## IHRE AUFGABEN
[A] Geben Sie aus dem Kommentar über Becky Hammon den Abschnitt zwischen „Die Revolutionärin der“ und „arbeiten wird, sportartenübergreifend.“ einschließlich wörtlich wieder.
[B] Erläutern Sie anhand des Kommentars über Becky Hammon, weshalb es dort heißt, Hammon schreibe im Sommer 2015 „Mal wieder“ Geschichte.

## AUSGEWÄHLTER TEXTAUSZUG
######
Die Revolutionärin der NBA: Die Frau, die den Hünen Beine macht
Becky Hammon gehört in Sachen Coaching zum Besten, was die NBA zu bieten hat. Hoffentlich macht ihre Geschichte Schule. Ein Kommentar.
Becky Hammon ist sauer, richtig sauer. Sie setzt sich schnaubend auf ihren Klappstuhl den fünf großen Männern gegenüber, soeben hat sie beim Spiel ihrer San Antonio Spurs gegen die Phoenix Suns eine Auszeit genommen. "Ihr seid zu weich da draußen! Spielt richtig, spielt hart, spielt fokussiert!", brüllt sie die Hünen an. Es ist der Sommer 2015 und Hammon schreibt Geschichte. Mal wieder. Denn 2014 wurde die Frau, die acht Jahre in der Womens-NBA (WNBA) spielte, zum Assistenztrainer bei den San Antonio Spurs ernannt. Sie ist die erste Frau, die auf Vollzeit im Trainerteam einer US-Amerikansichen Sportmannschaft arbeiten wird, sportartenübergreifend.
Die Einstiegsszene passiert während der NBA Summer League. Die Summer League ist ein Vorbereitungsturnier für die richtige NBA-Saison, in der die Teams vor allem ihren jungen Spielern Spielzeit gewähren. Erneut ist sie die erste Frau, der es gelingt, ein Team während dieses Turniers als Cheftrainierin zu leiten. Einige Fans witterten hinter Hammons Anstellung bei den Spurs zunächst eine PR-Unterschrift, eine Feel-Good-Story, aber nichts da. Hammon gehört zu den schlauesten Basketball-Köpfen der Welt, spätestens Anfang 2019 hat sie den Respekt der gesamten NBA inne. Diverse Experten und Trainer-Kollegen sehen sie prädestiniert dafür, die erste weibliche Cheftrainerin der NBA-Geschichte zu werden. 2017 bestellten die Milwaukee Bucks sie bereits zu einem Vorstellungsgespräch für die Neubesetzung der enorm wichtigen Position des General Managers, also des Kaderplaners, ein. Hammon bekam die Stelle zwar nicht, ein Zeichen war das trotzdem.
######
## VORLIEGENDE AUFLISTUNG
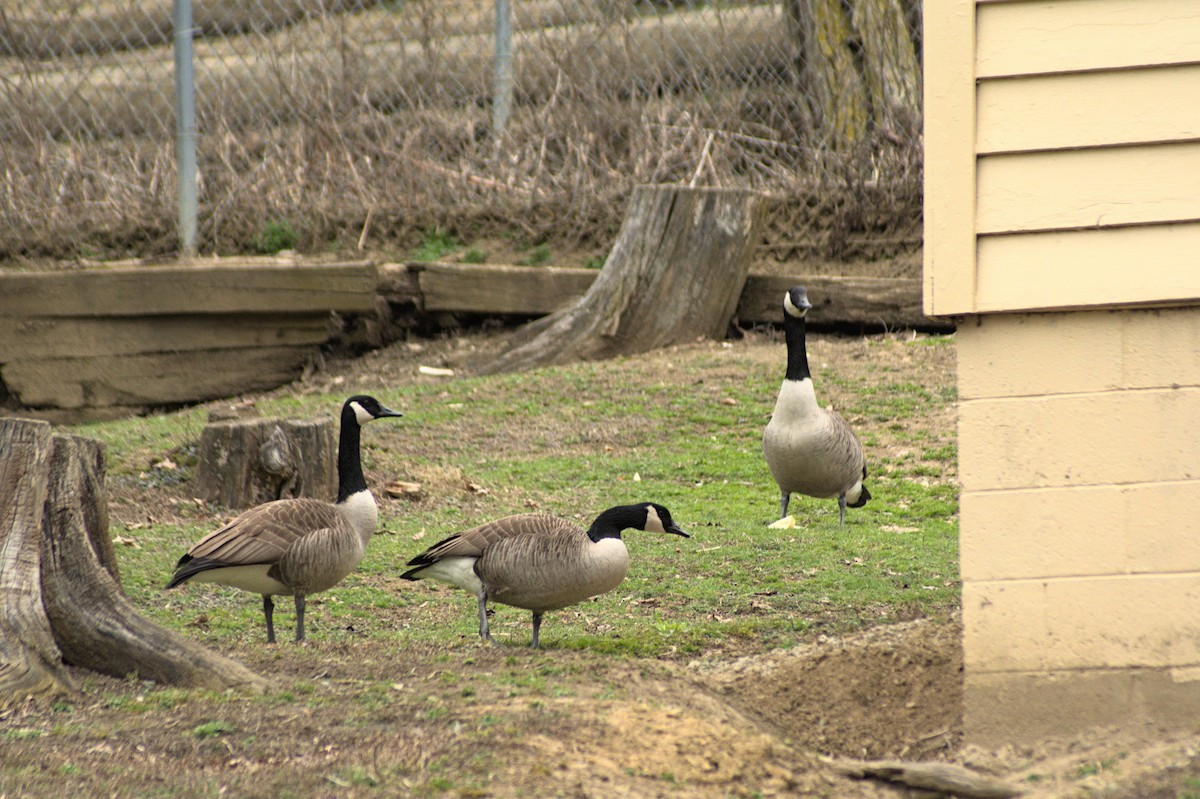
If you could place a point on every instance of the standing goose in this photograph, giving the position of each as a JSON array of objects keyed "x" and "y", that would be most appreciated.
[
  {"x": 539, "y": 562},
  {"x": 810, "y": 450},
  {"x": 295, "y": 546}
]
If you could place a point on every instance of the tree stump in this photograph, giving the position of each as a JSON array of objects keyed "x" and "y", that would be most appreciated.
[
  {"x": 59, "y": 602},
  {"x": 675, "y": 275},
  {"x": 249, "y": 462}
]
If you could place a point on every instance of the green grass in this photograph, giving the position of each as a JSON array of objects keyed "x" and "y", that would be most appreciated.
[
  {"x": 574, "y": 440},
  {"x": 436, "y": 245}
]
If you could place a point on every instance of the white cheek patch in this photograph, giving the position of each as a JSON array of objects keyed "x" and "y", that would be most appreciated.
[
  {"x": 653, "y": 523},
  {"x": 361, "y": 413},
  {"x": 790, "y": 307}
]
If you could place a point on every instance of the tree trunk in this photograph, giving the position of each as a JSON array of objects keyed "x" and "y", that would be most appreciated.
[
  {"x": 30, "y": 664},
  {"x": 249, "y": 462},
  {"x": 675, "y": 274},
  {"x": 859, "y": 66},
  {"x": 58, "y": 600}
]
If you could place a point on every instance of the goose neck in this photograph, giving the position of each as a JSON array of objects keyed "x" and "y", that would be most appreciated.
[
  {"x": 797, "y": 348},
  {"x": 349, "y": 463},
  {"x": 610, "y": 523}
]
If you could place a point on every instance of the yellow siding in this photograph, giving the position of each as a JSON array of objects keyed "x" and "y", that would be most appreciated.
[
  {"x": 1089, "y": 109},
  {"x": 1089, "y": 268},
  {"x": 949, "y": 160},
  {"x": 1053, "y": 118},
  {"x": 1080, "y": 476},
  {"x": 1068, "y": 35},
  {"x": 1087, "y": 188}
]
######
## BEREITGESTELLTE LÖSUNGEN
[A]
Die Revolutionärin der NBA: Die Frau, die den Hünen Beine macht
Becky Hammon gehört in Sachen Coaching zum Besten, was die NBA zu bieten hat. Hoffentlich macht ihre Geschichte Schule. Ein Kommentar.
Becky Hammon ist sauer, richtig sauer. Sie setzt sich schnaubend auf ihren Klappstuhl den fünf großen Männern gegenüber, soeben hat sie beim Spiel ihrer San Antonio Spurs gegen die Phoenix Suns eine Auszeit genommen. "Ihr seid zu weich da draußen! Spielt richtig, spielt hart, spielt fokussiert!", brüllt sie die Hünen an. Es ist der Sommer 2015 und Hammon schreibt Geschichte. Mal wieder. Denn 2014 wurde die Frau, die acht Jahre in der Womens-NBA (WNBA) spielte, zum Assistenztrainer bei den San Antonio Spurs ernannt. Sie ist die erste Frau, die auf Vollzeit im Trainerteam einer US-Amerikansichen Sportmannschaft arbeiten wird, sportartenübergreifend.

[B] Hammon war bereits 2014 zur Assistenztrainerin der San Antonio Spurs ernannt worden. Damit war sie die erste Frau, die über alle Sportarten hinweg in Vollzeit im Trainerteam einer US-amerikanischen Sportmannschaft arbeitet. Im Sommer 2015 ist sie erneut die erste Frau, die in der Summer League ein Team als Cheftrainerin leitet.